◆ Problem to solve
Would you output all the lines below precisely as they stand, leaving each picture out?

◆ Records for the exercise
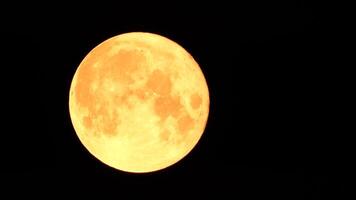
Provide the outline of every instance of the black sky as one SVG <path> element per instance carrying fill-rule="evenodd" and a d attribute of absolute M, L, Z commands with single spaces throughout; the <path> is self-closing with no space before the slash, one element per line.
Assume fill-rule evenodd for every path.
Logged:
<path fill-rule="evenodd" d="M 134 4 L 21 4 L 1 14 L 0 190 L 219 199 L 343 195 L 342 72 L 336 35 L 319 4 Z M 70 82 L 83 57 L 132 31 L 161 34 L 186 48 L 211 95 L 206 131 L 191 154 L 144 175 L 97 161 L 77 139 L 68 112 Z"/>

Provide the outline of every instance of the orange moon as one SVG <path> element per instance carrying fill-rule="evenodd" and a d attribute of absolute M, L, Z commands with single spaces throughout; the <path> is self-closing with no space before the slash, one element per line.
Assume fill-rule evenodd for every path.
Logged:
<path fill-rule="evenodd" d="M 126 172 L 152 172 L 198 143 L 209 91 L 183 47 L 132 32 L 109 38 L 83 59 L 71 82 L 69 111 L 81 143 L 97 159 Z"/>

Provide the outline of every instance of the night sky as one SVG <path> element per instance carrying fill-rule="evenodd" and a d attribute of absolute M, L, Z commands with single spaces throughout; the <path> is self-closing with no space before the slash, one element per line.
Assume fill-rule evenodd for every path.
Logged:
<path fill-rule="evenodd" d="M 29 6 L 1 13 L 0 191 L 122 199 L 342 197 L 349 148 L 339 113 L 342 72 L 320 5 Z M 177 164 L 149 174 L 117 171 L 90 155 L 68 110 L 70 83 L 84 56 L 133 31 L 182 45 L 210 91 L 198 145 Z"/>

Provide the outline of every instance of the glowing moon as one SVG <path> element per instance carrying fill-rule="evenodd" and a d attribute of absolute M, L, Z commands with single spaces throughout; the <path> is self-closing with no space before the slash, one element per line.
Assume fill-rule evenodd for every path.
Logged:
<path fill-rule="evenodd" d="M 209 91 L 192 56 L 151 33 L 112 37 L 80 63 L 69 96 L 74 129 L 88 151 L 127 172 L 166 168 L 201 138 Z"/>

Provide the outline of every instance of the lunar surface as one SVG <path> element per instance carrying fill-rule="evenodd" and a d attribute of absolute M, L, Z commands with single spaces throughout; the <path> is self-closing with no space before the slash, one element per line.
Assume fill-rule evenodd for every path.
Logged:
<path fill-rule="evenodd" d="M 209 92 L 193 57 L 165 37 L 133 32 L 96 46 L 77 68 L 69 111 L 82 144 L 103 163 L 151 172 L 201 138 Z"/>

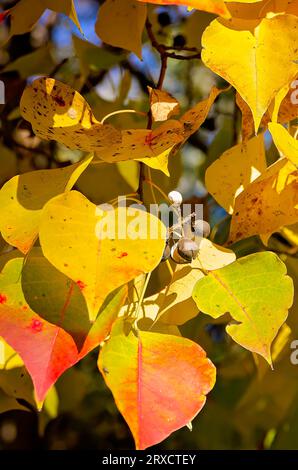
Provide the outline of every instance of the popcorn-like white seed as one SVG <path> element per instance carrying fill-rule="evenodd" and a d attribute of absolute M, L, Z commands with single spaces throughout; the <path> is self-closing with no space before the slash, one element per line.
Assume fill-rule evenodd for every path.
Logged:
<path fill-rule="evenodd" d="M 182 194 L 179 193 L 179 191 L 171 191 L 168 194 L 168 198 L 172 204 L 175 204 L 175 206 L 180 206 L 183 202 Z"/>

◆ Answer to this problem
Provide the outline of every instance of the black sky as one SVG <path> element per instance carrying fill-rule="evenodd" and a d attribute of absolute M, L, Z commands with single spaces throughout; the <path> is self-closing with no space before the slash, one element per line.
Assume fill-rule evenodd for every path.
Logged:
<path fill-rule="evenodd" d="M 134 4 L 21 4 L 1 14 L 0 190 L 219 199 L 343 195 L 342 72 L 336 35 L 319 4 Z M 70 82 L 83 57 L 132 31 L 161 34 L 186 48 L 211 95 L 206 131 L 191 154 L 144 175 L 97 161 L 77 139 L 68 112 Z"/>

Provide the outline of every instance of the orange moon as one SVG <path> element per instance carrying fill-rule="evenodd" and a d attribute of absolute M, L, Z commands with single spaces throughout; the <path> is self-closing with no space before the slash, one element per line.
Assume fill-rule evenodd for every path.
Logged:
<path fill-rule="evenodd" d="M 126 172 L 152 172 L 198 143 L 209 91 L 183 47 L 132 32 L 109 38 L 83 59 L 71 82 L 69 111 L 81 143 L 97 159 Z"/>

Provide the outline of every instance of the night sky as one SVG <path> element per instance carrying fill-rule="evenodd" and a d attribute of absolute M, L, Z commands with single spaces throughout; the <path> is self-closing with no space before the slash, one element per line.
Assume fill-rule evenodd for every path.
Logged:
<path fill-rule="evenodd" d="M 29 6 L 1 13 L 0 191 L 122 199 L 342 197 L 349 148 L 339 113 L 342 72 L 320 5 Z M 177 164 L 149 174 L 117 171 L 90 155 L 68 110 L 70 83 L 84 56 L 133 31 L 182 45 L 210 91 L 198 145 Z"/>

Provide the outline of every instance of the glowing moon as one SVG <path> element per instance carrying fill-rule="evenodd" and a d attribute of absolute M, L, Z commands with single spaces throughout; the <path> is self-closing with no space before the slash, one element per line.
Assume fill-rule evenodd for every path.
Logged:
<path fill-rule="evenodd" d="M 209 91 L 192 56 L 151 33 L 112 37 L 80 63 L 69 96 L 74 129 L 88 151 L 127 172 L 166 168 L 201 138 Z"/>

Provide the outline of every instance of the lunar surface as one SVG <path> element per instance carrying fill-rule="evenodd" and a d attribute of absolute M, L, Z commands with single spaces throughout; the <path> is self-closing with no space before the slash, one element per line.
Assume fill-rule evenodd for every path.
Logged:
<path fill-rule="evenodd" d="M 209 92 L 193 57 L 165 37 L 133 32 L 96 46 L 77 68 L 69 111 L 82 144 L 103 163 L 151 172 L 201 138 Z"/>

Provide the outline of every instance of the popcorn-like white seed as one SVG <path> element per instance carrying fill-rule="evenodd" and a d attribute of absolute M, L, Z commands with single spaces throughout; the <path> is self-closing with no space before the slash, one element per line.
Assume fill-rule evenodd for every path.
Logged:
<path fill-rule="evenodd" d="M 182 194 L 179 193 L 179 191 L 171 191 L 168 194 L 168 198 L 172 204 L 175 204 L 175 206 L 180 206 L 183 202 Z"/>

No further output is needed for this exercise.